▸ **Task to complete**
For this listing, report how many lines contain the string "horse", using only a number.

▸ **Records provided**
- - - -

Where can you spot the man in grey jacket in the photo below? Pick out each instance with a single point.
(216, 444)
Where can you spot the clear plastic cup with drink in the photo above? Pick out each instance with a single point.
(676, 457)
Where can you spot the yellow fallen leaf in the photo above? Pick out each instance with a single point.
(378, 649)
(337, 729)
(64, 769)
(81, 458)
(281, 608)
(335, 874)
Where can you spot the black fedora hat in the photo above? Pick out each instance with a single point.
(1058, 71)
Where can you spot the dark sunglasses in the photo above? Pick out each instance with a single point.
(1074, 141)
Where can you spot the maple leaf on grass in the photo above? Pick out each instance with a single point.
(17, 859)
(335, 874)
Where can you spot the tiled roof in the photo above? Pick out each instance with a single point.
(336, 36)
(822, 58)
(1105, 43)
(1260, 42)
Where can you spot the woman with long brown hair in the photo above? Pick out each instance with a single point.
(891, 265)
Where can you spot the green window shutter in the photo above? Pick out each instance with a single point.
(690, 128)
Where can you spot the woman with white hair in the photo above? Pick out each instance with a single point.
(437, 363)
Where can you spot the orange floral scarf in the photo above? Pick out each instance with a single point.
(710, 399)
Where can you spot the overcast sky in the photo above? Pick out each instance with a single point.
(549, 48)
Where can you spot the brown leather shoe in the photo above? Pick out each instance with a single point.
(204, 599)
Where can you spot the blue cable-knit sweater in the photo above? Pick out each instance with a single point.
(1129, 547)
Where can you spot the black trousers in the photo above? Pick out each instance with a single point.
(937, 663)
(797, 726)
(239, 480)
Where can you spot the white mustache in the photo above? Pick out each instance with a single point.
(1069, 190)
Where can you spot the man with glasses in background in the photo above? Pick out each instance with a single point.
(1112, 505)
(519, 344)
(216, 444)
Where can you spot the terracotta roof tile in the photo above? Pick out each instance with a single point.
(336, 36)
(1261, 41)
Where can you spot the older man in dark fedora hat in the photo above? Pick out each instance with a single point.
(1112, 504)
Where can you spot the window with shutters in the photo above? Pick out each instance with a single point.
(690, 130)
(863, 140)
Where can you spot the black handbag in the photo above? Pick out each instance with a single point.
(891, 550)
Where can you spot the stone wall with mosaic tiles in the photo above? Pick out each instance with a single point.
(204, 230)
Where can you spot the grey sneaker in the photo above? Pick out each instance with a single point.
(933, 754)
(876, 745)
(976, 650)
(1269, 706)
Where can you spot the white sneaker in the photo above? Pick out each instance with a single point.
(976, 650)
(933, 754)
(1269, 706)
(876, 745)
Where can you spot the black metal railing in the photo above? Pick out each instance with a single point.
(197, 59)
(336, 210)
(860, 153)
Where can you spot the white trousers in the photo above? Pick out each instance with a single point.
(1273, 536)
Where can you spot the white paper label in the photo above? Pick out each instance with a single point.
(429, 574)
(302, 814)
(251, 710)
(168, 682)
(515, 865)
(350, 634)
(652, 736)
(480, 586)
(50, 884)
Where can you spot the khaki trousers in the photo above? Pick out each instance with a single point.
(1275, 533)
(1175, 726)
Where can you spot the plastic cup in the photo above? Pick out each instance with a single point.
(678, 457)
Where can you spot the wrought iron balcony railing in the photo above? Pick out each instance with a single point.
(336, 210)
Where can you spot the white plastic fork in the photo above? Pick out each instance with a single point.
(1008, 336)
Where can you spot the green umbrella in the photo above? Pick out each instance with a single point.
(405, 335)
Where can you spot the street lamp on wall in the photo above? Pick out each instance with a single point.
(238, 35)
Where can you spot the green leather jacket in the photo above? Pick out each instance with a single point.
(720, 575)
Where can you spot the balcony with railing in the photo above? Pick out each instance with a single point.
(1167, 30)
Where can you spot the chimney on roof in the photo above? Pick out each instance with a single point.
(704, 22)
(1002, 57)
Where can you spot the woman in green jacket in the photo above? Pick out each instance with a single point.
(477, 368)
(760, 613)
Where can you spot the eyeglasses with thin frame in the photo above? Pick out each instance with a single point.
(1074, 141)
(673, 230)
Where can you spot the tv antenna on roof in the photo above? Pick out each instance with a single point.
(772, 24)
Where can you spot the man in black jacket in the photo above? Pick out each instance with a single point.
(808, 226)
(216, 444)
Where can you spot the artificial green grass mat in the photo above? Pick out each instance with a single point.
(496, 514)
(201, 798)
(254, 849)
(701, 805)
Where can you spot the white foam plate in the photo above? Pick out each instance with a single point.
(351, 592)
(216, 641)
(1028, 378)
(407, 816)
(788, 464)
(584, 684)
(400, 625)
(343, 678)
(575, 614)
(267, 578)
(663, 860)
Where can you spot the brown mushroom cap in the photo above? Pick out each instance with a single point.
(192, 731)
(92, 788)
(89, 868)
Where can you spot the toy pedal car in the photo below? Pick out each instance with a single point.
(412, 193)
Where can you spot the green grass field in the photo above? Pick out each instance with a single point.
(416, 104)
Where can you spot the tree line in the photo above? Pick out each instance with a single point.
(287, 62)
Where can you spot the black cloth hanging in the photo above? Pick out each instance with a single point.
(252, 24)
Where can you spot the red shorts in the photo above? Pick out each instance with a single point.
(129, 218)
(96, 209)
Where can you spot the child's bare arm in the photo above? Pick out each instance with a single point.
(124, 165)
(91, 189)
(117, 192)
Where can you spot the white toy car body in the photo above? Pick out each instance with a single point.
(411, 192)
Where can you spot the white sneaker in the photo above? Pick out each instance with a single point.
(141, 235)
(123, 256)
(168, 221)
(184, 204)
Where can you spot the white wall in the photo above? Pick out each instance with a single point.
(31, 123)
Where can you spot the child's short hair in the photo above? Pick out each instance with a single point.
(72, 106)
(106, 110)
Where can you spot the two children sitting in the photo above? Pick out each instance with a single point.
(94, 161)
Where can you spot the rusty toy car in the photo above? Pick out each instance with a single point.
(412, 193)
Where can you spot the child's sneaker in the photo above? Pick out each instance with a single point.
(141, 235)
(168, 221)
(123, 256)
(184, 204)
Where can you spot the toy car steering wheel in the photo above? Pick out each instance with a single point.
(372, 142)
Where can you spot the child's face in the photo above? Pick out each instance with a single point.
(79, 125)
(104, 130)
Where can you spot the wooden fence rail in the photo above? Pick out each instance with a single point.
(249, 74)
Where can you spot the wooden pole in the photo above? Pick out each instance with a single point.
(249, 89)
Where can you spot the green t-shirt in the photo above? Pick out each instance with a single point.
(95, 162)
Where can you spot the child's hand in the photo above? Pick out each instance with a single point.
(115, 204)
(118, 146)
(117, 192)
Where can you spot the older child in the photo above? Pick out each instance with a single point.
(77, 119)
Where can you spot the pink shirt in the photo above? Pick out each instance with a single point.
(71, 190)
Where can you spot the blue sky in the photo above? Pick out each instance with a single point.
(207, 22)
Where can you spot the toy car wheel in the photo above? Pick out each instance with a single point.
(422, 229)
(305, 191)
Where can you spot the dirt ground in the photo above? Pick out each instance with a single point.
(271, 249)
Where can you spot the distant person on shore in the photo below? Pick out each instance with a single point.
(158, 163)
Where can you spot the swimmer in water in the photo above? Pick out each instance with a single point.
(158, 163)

- - - -

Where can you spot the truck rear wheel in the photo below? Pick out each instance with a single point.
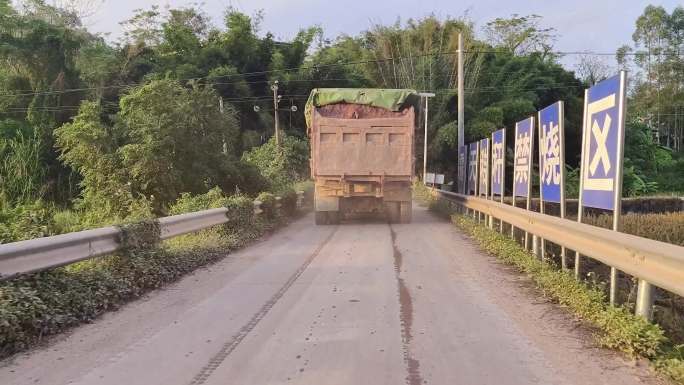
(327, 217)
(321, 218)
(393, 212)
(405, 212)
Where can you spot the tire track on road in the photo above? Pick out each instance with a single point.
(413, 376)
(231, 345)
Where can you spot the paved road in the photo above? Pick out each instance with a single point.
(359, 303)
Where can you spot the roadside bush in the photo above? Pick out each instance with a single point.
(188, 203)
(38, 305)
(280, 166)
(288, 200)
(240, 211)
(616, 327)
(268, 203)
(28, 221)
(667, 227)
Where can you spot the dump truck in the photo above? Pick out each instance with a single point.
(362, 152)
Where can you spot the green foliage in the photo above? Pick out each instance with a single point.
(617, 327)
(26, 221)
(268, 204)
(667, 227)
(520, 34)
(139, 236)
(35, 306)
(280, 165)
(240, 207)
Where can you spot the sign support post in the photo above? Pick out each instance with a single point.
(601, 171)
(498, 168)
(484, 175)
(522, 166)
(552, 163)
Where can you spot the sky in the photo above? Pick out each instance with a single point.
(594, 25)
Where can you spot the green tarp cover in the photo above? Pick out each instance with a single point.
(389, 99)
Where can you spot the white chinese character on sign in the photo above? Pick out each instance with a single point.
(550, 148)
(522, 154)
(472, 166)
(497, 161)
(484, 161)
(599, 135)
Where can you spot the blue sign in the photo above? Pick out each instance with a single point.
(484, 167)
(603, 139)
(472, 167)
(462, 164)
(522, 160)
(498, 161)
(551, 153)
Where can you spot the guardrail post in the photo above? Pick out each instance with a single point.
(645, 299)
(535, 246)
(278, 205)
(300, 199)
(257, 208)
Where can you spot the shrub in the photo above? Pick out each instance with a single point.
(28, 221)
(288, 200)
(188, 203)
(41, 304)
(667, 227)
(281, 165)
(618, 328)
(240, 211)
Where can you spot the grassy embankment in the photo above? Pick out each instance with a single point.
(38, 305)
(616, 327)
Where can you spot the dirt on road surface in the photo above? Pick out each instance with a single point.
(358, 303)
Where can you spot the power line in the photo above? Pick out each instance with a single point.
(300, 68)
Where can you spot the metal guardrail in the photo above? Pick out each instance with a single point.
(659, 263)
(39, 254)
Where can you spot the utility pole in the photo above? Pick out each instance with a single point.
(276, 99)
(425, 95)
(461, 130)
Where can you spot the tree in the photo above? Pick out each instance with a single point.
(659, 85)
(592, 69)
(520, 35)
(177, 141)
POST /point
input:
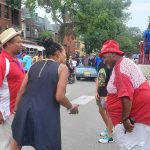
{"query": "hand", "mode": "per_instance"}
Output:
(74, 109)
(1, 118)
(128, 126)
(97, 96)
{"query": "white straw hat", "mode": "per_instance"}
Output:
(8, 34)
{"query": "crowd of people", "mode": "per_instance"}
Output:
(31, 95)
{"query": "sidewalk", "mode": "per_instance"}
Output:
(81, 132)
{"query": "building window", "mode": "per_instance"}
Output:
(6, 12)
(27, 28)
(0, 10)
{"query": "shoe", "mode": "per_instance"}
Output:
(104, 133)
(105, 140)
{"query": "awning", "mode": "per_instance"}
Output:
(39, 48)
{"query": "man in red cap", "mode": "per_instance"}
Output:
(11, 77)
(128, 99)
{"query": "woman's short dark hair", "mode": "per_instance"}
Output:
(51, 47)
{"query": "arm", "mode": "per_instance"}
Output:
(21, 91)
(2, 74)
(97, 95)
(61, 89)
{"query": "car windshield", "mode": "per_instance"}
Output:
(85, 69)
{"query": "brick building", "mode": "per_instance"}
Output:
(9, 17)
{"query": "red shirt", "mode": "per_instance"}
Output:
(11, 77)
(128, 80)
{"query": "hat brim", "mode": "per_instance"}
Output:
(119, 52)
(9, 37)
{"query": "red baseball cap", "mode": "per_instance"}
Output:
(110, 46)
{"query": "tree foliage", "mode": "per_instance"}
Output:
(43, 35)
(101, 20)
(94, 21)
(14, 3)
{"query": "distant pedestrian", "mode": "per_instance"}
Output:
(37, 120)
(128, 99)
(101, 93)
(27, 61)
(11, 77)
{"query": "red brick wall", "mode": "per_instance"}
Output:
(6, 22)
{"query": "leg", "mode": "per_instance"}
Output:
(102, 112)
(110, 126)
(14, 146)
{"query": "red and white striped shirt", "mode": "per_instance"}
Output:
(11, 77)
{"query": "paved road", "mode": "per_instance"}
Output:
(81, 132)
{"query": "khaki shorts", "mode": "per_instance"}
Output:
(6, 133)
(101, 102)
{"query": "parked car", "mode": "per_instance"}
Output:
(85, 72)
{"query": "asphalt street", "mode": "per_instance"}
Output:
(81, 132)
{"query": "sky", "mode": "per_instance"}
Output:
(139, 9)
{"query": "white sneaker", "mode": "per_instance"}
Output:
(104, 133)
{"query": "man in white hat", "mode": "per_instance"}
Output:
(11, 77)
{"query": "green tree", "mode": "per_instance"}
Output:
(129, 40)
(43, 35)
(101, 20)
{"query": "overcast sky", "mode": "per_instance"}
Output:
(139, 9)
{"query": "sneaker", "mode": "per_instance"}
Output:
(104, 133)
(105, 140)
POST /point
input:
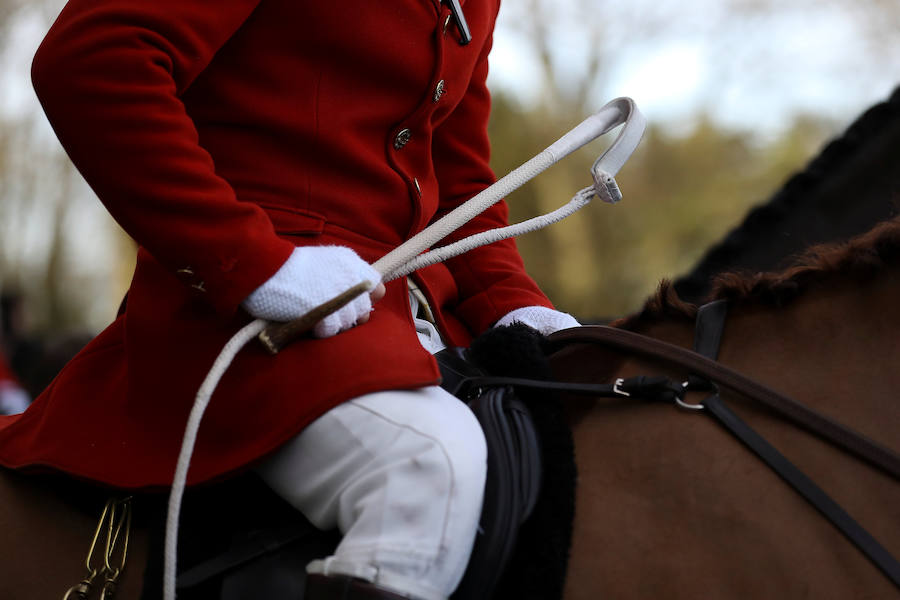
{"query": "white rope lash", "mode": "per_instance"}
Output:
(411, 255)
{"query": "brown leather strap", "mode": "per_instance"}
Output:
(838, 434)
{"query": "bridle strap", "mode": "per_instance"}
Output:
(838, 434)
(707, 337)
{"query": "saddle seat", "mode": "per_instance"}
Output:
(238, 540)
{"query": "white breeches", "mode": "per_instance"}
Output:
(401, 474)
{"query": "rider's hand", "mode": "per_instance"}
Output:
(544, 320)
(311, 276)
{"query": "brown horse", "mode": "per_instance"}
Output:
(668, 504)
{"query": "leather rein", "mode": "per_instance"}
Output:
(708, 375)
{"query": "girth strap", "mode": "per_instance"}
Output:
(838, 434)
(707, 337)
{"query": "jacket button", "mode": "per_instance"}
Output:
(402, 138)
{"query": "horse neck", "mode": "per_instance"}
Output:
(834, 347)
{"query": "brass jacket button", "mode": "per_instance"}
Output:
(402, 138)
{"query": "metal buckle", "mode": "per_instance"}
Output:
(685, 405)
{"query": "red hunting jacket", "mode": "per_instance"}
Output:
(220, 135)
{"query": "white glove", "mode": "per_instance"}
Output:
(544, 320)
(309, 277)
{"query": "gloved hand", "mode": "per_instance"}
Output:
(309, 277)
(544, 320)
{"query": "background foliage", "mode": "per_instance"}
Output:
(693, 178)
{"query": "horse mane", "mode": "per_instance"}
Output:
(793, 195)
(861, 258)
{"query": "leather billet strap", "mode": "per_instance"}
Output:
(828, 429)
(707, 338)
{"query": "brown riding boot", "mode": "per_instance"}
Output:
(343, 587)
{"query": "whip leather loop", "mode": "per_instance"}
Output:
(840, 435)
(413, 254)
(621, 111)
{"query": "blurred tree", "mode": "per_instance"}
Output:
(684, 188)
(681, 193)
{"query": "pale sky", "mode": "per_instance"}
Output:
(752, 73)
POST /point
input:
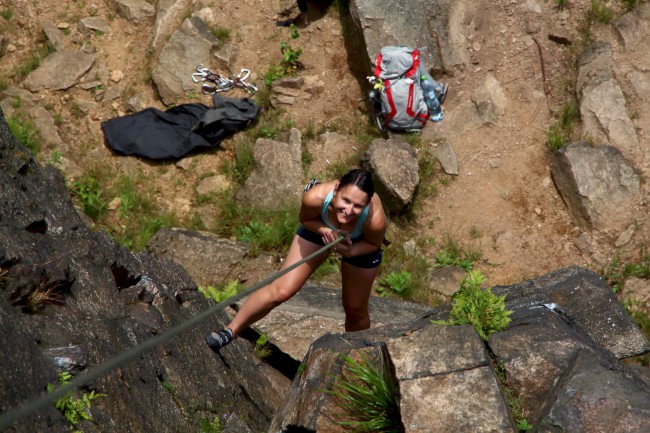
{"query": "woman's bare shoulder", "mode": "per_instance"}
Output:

- - - -

▸ **Result**
3